» **The problem**
Can you copy the lines from the one that contains "Could you please outline every instance of the white car in" through the end of the material below, exactly and with nothing else?

# Dataset rows start

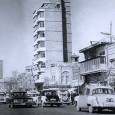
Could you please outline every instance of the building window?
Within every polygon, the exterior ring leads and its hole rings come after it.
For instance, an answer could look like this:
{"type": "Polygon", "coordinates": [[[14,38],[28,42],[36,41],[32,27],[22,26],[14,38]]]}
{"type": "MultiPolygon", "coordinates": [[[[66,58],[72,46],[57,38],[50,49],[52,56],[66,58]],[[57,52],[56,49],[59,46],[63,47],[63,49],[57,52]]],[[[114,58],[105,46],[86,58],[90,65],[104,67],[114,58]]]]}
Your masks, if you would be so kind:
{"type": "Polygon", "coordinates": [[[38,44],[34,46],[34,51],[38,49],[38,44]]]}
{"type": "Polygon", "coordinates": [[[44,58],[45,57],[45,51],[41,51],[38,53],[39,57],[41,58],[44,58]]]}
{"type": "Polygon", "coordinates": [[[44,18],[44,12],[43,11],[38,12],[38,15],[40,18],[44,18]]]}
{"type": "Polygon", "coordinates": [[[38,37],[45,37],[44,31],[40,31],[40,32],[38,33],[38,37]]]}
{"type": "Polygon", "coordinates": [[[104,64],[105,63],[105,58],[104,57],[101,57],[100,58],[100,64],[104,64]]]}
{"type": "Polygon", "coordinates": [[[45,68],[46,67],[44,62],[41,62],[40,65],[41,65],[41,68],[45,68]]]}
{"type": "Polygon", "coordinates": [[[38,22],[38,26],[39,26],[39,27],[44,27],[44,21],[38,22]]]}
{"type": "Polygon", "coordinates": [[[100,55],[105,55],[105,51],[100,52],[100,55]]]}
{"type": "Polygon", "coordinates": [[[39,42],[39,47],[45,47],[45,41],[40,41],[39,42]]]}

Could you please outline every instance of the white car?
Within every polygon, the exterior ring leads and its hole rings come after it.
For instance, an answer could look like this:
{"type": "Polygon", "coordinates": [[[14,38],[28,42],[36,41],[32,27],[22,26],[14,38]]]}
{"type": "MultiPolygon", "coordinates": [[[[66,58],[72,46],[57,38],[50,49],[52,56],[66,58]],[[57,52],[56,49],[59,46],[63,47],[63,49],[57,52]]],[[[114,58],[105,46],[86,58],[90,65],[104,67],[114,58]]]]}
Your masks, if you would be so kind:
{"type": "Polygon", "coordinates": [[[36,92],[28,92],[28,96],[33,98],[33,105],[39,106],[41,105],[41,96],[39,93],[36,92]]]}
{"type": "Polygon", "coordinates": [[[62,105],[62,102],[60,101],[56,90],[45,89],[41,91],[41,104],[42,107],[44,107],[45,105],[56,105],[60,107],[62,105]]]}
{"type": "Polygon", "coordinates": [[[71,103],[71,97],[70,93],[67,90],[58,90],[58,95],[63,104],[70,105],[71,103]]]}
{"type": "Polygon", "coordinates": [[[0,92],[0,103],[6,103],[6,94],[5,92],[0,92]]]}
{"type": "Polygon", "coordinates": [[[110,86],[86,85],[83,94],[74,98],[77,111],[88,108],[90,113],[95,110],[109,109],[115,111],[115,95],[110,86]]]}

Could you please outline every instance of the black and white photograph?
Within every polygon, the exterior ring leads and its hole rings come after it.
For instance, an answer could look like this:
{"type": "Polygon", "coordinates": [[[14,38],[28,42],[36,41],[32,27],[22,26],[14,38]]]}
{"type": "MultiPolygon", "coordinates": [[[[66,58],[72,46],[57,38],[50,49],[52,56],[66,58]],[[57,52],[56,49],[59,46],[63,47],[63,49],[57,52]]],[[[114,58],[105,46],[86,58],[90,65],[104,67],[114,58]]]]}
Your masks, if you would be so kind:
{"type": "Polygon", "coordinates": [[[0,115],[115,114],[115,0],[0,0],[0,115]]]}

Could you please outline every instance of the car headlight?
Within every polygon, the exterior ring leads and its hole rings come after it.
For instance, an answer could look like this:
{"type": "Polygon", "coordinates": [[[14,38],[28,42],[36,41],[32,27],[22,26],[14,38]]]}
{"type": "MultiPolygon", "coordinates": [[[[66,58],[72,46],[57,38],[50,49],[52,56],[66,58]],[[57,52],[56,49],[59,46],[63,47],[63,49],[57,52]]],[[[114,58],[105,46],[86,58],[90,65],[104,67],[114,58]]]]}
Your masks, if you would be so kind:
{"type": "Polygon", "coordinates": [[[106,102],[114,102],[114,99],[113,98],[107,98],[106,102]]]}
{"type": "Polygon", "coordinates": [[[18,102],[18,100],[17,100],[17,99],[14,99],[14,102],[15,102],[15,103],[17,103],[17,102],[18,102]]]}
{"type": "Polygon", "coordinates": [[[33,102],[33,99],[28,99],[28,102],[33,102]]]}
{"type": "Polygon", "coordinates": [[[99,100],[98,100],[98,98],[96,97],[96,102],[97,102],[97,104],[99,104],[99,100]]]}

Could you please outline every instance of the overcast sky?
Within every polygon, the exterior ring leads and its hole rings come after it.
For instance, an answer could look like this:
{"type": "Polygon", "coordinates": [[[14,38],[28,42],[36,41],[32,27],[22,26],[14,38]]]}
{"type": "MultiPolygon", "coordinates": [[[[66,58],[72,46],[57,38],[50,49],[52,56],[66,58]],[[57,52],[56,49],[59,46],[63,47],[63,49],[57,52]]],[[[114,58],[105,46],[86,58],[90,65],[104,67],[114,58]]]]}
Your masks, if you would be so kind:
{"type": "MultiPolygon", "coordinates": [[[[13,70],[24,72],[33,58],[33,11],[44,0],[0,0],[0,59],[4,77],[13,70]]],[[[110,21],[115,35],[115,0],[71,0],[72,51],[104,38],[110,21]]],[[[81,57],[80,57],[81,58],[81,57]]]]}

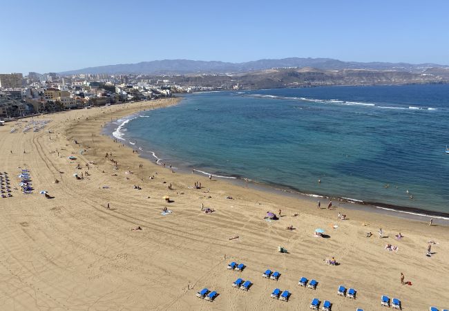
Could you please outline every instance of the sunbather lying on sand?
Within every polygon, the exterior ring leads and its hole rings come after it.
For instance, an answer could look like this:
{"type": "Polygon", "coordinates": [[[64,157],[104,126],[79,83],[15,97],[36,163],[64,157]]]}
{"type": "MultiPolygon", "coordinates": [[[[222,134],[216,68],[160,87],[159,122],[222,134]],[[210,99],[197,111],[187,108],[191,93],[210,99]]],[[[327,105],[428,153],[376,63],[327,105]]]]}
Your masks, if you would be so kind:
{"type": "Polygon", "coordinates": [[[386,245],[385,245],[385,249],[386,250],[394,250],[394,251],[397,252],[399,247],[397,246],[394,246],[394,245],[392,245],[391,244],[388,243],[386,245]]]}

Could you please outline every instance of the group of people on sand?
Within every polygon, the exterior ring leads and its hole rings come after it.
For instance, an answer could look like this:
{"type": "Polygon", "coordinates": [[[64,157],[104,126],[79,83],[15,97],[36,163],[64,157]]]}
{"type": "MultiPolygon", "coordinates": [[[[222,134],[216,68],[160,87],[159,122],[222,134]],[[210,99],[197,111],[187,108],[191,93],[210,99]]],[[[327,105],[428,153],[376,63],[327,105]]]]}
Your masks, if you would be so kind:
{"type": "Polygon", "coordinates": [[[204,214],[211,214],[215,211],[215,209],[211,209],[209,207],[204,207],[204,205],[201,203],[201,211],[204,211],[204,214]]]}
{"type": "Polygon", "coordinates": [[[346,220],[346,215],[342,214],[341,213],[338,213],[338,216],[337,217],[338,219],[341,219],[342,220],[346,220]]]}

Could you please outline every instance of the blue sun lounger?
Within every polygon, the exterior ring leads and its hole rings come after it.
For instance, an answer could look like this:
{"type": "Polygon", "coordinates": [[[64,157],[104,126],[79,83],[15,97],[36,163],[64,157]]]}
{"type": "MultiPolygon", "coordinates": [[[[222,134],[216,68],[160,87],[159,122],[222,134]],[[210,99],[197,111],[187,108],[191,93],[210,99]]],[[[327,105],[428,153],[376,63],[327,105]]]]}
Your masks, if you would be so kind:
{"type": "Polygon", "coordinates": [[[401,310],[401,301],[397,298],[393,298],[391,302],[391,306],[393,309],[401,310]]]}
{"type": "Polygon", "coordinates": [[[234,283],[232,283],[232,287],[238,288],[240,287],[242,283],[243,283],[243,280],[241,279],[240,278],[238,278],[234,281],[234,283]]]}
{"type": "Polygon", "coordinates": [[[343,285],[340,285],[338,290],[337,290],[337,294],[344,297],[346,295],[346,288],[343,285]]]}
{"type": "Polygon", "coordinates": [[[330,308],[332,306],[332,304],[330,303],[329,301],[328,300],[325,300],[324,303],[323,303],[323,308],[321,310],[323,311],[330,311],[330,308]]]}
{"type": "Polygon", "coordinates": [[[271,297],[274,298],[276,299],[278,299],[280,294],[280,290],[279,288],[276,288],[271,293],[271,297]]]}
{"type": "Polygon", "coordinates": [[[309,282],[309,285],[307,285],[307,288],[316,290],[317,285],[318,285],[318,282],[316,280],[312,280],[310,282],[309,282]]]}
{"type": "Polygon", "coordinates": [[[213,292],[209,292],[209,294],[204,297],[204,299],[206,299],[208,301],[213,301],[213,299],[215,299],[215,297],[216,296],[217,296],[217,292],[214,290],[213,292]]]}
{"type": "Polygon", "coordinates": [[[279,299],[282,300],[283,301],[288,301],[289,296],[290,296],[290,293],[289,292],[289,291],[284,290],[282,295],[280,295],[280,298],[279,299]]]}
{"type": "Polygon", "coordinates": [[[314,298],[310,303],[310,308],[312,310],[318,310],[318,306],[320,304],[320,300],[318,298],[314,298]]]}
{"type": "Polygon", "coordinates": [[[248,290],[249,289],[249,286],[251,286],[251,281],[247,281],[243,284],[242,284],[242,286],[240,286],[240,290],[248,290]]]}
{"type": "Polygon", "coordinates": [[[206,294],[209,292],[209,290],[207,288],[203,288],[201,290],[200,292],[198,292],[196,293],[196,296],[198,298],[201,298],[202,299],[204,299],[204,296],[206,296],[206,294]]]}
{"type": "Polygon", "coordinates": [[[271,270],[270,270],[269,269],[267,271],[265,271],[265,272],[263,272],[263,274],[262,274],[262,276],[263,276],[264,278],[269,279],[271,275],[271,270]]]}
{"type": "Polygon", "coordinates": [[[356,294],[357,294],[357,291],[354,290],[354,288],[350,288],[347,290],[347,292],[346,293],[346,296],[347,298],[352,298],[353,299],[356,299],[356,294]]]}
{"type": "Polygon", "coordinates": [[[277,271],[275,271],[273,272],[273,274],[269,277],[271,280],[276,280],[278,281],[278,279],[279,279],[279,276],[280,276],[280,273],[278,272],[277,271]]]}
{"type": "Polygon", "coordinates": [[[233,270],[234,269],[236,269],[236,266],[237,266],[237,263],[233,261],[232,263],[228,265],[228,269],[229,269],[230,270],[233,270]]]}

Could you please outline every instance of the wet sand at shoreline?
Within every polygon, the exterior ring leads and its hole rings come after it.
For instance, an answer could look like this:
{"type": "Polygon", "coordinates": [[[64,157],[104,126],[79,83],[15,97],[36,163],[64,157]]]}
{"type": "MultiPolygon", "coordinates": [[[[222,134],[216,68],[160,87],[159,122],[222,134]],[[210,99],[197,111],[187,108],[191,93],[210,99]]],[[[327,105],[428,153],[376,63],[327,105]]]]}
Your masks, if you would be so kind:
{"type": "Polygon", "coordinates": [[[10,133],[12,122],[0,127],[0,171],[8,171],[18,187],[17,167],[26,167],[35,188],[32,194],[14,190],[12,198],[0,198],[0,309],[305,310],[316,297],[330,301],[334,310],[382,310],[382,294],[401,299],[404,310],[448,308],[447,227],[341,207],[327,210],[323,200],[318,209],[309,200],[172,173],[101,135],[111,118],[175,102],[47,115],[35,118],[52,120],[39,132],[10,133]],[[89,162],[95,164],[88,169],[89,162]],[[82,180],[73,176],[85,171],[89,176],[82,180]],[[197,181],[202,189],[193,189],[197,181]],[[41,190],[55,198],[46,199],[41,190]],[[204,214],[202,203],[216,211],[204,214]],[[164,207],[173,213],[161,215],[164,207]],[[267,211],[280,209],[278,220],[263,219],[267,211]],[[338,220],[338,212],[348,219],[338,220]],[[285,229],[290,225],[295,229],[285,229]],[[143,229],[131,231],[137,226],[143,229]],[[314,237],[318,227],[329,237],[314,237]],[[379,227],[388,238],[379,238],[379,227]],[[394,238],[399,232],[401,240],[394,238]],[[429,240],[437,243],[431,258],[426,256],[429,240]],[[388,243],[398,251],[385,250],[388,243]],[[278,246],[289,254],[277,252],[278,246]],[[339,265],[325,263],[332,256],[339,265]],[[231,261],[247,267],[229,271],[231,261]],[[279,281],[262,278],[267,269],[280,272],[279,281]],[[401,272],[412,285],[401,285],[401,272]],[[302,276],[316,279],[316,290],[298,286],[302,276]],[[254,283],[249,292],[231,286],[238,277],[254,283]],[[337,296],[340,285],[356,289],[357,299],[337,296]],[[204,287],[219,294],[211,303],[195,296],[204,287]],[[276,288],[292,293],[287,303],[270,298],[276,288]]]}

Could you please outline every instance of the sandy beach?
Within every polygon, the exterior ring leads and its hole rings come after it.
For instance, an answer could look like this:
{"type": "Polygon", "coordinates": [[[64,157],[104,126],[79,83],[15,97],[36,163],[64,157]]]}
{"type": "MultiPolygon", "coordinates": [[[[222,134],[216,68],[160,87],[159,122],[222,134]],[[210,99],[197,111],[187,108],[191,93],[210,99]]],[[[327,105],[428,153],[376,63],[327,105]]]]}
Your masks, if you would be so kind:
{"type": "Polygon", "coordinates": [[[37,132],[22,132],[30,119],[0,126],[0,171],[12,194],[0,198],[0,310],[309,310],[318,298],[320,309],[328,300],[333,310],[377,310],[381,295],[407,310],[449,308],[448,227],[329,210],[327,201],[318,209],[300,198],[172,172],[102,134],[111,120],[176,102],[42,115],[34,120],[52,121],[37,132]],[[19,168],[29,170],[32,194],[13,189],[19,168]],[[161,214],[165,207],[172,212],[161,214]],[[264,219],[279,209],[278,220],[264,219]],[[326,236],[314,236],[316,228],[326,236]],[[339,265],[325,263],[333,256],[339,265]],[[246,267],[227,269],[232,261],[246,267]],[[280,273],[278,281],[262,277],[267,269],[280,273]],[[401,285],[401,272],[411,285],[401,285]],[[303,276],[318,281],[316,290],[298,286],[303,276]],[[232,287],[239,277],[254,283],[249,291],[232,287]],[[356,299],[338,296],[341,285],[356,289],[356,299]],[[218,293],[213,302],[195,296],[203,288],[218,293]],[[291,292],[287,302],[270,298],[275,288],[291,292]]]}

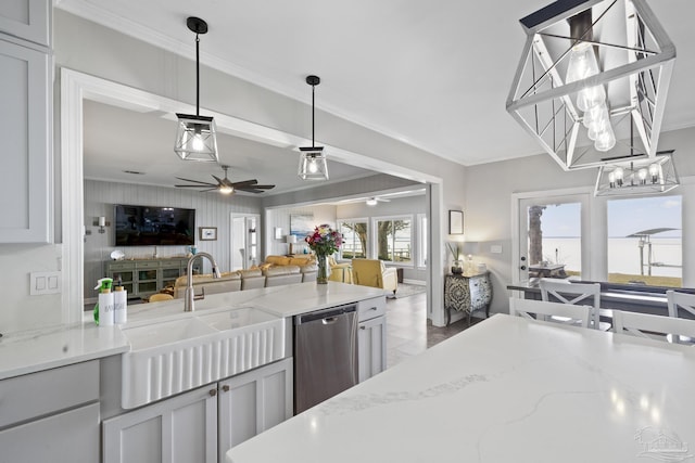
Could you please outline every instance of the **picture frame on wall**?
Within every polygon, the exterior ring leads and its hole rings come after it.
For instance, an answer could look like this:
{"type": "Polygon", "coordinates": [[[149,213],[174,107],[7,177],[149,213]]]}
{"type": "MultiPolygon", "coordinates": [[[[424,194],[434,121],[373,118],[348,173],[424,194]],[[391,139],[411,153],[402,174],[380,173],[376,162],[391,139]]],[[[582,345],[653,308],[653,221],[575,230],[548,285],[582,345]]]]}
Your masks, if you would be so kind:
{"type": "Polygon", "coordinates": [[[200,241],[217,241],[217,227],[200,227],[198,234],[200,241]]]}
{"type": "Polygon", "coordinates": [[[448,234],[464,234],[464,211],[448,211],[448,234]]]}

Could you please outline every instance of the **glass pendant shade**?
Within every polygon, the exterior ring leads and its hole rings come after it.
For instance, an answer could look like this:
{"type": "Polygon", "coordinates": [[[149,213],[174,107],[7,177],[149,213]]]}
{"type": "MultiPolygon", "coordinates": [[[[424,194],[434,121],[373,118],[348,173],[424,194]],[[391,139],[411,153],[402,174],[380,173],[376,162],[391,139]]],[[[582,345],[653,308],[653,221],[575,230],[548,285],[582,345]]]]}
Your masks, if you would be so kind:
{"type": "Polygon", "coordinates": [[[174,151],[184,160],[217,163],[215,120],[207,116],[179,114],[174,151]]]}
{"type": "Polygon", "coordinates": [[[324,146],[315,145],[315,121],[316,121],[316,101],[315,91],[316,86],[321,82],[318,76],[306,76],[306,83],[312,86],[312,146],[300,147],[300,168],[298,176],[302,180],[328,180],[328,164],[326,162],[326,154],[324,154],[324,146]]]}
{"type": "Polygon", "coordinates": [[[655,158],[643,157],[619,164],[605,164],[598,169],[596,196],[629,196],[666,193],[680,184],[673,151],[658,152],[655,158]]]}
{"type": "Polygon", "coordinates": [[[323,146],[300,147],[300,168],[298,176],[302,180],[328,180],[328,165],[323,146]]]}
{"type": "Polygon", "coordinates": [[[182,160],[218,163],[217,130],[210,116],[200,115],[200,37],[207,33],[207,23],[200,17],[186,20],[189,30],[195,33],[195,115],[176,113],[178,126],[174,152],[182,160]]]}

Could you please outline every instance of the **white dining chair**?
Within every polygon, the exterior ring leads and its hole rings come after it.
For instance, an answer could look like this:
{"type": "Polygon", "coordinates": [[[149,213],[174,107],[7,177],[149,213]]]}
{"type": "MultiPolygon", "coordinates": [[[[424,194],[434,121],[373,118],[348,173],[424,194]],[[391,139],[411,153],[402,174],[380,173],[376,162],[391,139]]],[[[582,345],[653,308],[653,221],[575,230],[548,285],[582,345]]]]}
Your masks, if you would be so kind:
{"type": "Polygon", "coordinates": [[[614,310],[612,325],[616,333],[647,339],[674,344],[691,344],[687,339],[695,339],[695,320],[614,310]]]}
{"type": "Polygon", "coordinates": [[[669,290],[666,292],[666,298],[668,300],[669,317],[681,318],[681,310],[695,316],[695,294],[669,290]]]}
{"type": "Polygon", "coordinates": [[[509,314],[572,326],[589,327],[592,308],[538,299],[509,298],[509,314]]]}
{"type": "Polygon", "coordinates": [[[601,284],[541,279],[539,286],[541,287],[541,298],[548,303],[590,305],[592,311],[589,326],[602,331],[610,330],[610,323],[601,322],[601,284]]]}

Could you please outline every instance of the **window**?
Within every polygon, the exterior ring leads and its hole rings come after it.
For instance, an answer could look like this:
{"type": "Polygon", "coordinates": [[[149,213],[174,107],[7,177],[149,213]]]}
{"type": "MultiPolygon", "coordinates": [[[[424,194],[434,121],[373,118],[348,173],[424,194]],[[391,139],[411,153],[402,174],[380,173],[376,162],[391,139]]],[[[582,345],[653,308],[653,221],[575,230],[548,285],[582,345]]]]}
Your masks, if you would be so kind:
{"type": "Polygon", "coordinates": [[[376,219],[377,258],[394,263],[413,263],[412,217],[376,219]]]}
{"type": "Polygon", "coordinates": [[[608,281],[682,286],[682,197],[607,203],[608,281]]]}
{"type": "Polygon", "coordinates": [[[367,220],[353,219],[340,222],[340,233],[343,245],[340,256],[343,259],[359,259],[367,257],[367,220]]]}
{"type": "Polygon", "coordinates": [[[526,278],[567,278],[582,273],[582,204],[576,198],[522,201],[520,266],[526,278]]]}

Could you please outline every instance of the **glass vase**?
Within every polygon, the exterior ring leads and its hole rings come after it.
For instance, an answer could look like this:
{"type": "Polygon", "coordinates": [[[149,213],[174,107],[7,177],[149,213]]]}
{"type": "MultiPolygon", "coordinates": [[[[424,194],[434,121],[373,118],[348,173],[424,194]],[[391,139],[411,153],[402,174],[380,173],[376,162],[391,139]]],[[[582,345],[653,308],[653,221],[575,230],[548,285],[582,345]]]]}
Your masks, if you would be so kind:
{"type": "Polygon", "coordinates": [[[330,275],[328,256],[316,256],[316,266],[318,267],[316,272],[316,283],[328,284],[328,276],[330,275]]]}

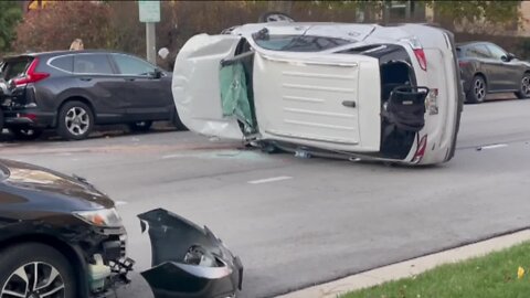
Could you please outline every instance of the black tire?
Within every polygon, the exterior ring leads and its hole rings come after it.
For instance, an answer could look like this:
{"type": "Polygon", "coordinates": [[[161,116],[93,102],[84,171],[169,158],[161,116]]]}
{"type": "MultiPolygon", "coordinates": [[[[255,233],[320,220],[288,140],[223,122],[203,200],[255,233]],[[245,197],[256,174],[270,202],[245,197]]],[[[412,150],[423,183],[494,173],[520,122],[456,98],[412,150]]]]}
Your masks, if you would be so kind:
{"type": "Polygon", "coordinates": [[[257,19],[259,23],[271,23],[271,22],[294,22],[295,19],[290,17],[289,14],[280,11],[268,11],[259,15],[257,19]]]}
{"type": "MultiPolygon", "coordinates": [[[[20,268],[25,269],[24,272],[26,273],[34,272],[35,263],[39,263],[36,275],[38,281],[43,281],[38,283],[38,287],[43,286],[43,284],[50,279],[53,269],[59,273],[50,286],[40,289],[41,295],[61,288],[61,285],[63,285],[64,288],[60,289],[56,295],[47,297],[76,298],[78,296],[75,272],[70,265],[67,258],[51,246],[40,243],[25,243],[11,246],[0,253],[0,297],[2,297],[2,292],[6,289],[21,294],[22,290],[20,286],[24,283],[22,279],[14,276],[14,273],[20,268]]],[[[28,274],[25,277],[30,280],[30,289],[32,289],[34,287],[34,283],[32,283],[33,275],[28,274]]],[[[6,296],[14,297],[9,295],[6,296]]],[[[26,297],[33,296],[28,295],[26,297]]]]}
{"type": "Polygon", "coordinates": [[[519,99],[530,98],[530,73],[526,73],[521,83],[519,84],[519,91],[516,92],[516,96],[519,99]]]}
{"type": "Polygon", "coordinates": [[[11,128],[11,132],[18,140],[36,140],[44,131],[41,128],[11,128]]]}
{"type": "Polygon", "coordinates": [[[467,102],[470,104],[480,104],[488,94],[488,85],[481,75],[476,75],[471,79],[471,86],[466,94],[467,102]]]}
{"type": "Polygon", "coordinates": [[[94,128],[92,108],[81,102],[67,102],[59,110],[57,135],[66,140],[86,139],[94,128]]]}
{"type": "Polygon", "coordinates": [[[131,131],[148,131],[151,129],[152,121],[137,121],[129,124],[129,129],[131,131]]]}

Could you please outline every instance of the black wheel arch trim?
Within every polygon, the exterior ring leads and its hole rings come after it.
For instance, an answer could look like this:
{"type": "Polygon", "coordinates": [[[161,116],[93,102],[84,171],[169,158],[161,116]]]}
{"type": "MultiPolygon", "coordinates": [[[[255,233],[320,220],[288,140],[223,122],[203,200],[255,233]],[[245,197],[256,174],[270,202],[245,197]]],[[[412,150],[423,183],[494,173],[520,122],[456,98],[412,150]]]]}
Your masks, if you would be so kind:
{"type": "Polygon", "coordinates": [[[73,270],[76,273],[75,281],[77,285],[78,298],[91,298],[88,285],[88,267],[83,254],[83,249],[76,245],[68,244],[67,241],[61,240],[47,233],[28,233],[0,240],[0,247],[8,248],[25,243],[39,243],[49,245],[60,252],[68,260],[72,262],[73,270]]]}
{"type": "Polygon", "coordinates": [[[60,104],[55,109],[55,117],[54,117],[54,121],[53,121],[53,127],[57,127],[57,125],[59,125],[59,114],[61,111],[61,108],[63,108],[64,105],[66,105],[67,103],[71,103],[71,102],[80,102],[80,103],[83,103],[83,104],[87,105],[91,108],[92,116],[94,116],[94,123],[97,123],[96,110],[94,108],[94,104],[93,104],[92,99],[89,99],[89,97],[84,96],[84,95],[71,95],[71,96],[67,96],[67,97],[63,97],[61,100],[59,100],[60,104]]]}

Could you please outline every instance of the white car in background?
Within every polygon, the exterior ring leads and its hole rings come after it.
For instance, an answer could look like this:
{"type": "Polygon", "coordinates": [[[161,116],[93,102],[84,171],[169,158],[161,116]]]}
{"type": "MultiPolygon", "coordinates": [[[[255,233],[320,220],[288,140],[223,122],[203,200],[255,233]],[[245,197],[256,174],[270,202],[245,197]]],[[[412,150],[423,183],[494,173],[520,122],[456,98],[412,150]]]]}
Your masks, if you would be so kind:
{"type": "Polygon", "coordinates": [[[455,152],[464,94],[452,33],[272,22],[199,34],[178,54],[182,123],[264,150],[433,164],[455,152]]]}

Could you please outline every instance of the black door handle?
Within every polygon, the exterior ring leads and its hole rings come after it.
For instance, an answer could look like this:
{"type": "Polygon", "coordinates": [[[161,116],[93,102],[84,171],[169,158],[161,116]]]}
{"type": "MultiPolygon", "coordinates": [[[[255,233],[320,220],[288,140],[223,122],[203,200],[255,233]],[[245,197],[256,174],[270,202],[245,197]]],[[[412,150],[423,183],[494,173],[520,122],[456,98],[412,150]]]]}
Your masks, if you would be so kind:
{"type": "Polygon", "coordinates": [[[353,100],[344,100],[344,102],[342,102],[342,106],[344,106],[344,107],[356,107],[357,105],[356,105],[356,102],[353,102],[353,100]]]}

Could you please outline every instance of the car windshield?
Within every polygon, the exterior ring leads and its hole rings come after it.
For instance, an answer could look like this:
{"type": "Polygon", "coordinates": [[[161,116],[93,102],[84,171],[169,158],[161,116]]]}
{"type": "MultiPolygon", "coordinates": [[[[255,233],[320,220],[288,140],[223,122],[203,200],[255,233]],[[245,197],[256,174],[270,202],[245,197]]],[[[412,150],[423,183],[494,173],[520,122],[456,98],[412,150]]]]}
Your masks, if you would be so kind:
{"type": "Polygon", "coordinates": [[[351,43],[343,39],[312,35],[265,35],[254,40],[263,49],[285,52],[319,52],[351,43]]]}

# Dataset rows end

» **In response**
Could you please outline every instance of the white car in background?
Within every polygon, the exterior ring leads and its hole rings come after it.
For instance, an answer could look like this:
{"type": "Polygon", "coordinates": [[[161,116],[93,102],[84,171],[169,158],[161,116]]]}
{"type": "MultiPolygon", "coordinates": [[[[255,233],[320,220],[288,140],[223,122],[203,200],[255,233]],[[245,197],[256,174],[270,202],[245,197]]],[[[412,150],[423,183],[494,173],[520,122],[456,98],[412,150]]]]}
Your masks, if you would be so kind:
{"type": "Polygon", "coordinates": [[[455,152],[464,94],[452,33],[272,22],[199,34],[178,54],[182,123],[264,150],[433,164],[455,152]]]}

Could you please outline every instance of the black door handle?
Within every polygon, the exterior ring leads and its hole rings come after it.
For instance, an answer could look like this:
{"type": "Polygon", "coordinates": [[[161,116],[93,102],[84,171],[169,158],[161,116]]]}
{"type": "MultiPolygon", "coordinates": [[[[255,233],[320,220],[288,140],[223,122],[203,200],[255,233]],[[245,197],[256,174],[270,202],[245,197]]],[[[412,150],[423,183],[494,173],[520,122],[456,98],[412,150]]]]}
Your masks, if you would be so kind:
{"type": "Polygon", "coordinates": [[[353,100],[344,100],[344,102],[342,102],[342,106],[344,106],[344,107],[356,107],[357,105],[356,105],[356,102],[353,102],[353,100]]]}

Could you please outline every instance of the car windshield?
Within every polygon, the exterior ring leads and its hole rings come after it.
For instance, an answer could look like this:
{"type": "Polygon", "coordinates": [[[161,116],[93,102],[84,171],[169,158],[161,116]]]}
{"type": "MultiPolygon", "coordinates": [[[[255,233],[320,220],[288,140],[223,122],[203,200],[255,233]],[[245,197],[256,174],[270,202],[245,197]]],[[[412,150],[423,183],[494,173],[520,122],[456,98],[412,150]]]]}
Your masks, if you would be so kind:
{"type": "Polygon", "coordinates": [[[351,43],[343,39],[312,35],[265,35],[254,40],[263,49],[285,52],[319,52],[351,43]]]}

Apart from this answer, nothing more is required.